We present an image processing framework, BNP-Track, superresolving emitters in cellulo without leveraging fluorophore photodynamics. Our framework analyzes continuous image measurements from diffraction-limited light emitters throughout image acquisition. BNP-Track extends the scope of widefield SRM by exploiting spatiotemporal information encoded across all frames and pixels. Additionally, BNP-Track unifies many existing approaches to localization microscopy and SPT and extends beyond them by simultaneously and self-consistently estimating emitter numbers.

By operating in three interlaced stages (preparation, imaging and processing), existing approaches to widefield SRM estimate locations of individual static emitters with a generally accepted resolution of ≈50 nm or less^6–8. Such resolution for widefield applications is substantially improved relative to conventional microscopy’s diffraction limit of ≈250 nm. Although our processing framework cannot lift the limitations imposed by optics nor eliminate the degradation induced by noise, we show that our framework can substantially extend our ability to estimate emitter numbers and tracks from existing images with uncertainty both for more straightforward in-focus cases where emitters are well separated and more challenging cases where emitters are crowded, move out of focus and appear partly out of the FOV. In particular, because BNP-Track provides full distributions over unknowns, it readily computes error bars (often termed CIs within a Bayesian setting) associated with emitter numbers warranted by images (for example, Extended Data Fig. 1 and Supplementary Fig. 1), localization events for both isolated emitters and emitters closer than light’s diffraction limit and other parameters including diffusion coefficients.

-*-

Your instructions
Carry on the passage about the BNP-Track imaging framework from its last sentence. The lines after this play no part in any of this.

Available data
-*-

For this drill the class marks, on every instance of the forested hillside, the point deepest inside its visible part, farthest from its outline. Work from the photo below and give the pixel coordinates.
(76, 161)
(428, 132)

-*-

The reply
Many tracking scenarios challenge all tracking tools, including out-of-focus motion, crowded environments, inhomogeneous illumination, optical aberrations, hot pixels or detector saturation. Although quantifying when BNP-Track fails depends on the specifics of any given circumstance, BNP-Track leverages broad spatiotemporal information typically eliminated by separating the tracking task in modular steps by traditional tools as highlighted earlier. BNP-Track leverages all information available by modeling the entire process from emitter motion to detector output simultaneously and self-consistently, thus maximizing the amount of information extracted from individual frames. As such, when BNP-Track fails to track for a particular system setting, conventional tracking methods typically fail earlier (for example, as shown in Fig. 4), indicating the need for an alternative experimental protocol.

The analysis of FOVs like those shown in Results (5 μm × 5 μm or about 1,500 pixels and 22 frames) requires about 300 min of computational time on an average laptop (Apple MacBook 2020 with macOS Ventura). The computational cost scales linearly with frame number, total pixel number and total emitter numbers. Larger-scale applications are within the existing computational capacity, although additional algorithmic improvements and computational optimization are possible. For instance, as part of future technological development, parallelism can be used in Eq. (6), the most costly part of our algorithm, given that the average photon numbers incident on each pixel are independent of the others. This approach results in a theoretical speed-up factor equal to the smaller of the two numbers: the total number of pixels and the number of processor cores. What is more, as single-photon detector arrays become available, it may be possible to imagine generalizing our emission model to consider binary (detection or nondetection) or other few-bit emission models extending beyond the continuum emission model invoked herein, thereby generalizing BNP-Track to faster diffusion processes.

Despite BNP-Track’s higher computational cost, we argue the following. First, as demonstrated in Figs. 3 to 5, cheaper conventional tracking methods not only fail to surpass the diffraction limit but also do not learn emitter numbers. However, learning emitter numbers is especially critical in correctly linking emitter locations across frames, especially in crowded environments. Second, BNP-Track’s execution time is primarily computational wall time, as BNP-Track is unsupervised and largely free from manual tuning. This stands in contrast to methods such as TrackMate used in the generation of Figs. 3 to 5, which require manual tuning and thresholding for proper execution and, even so, remain diffraction limited.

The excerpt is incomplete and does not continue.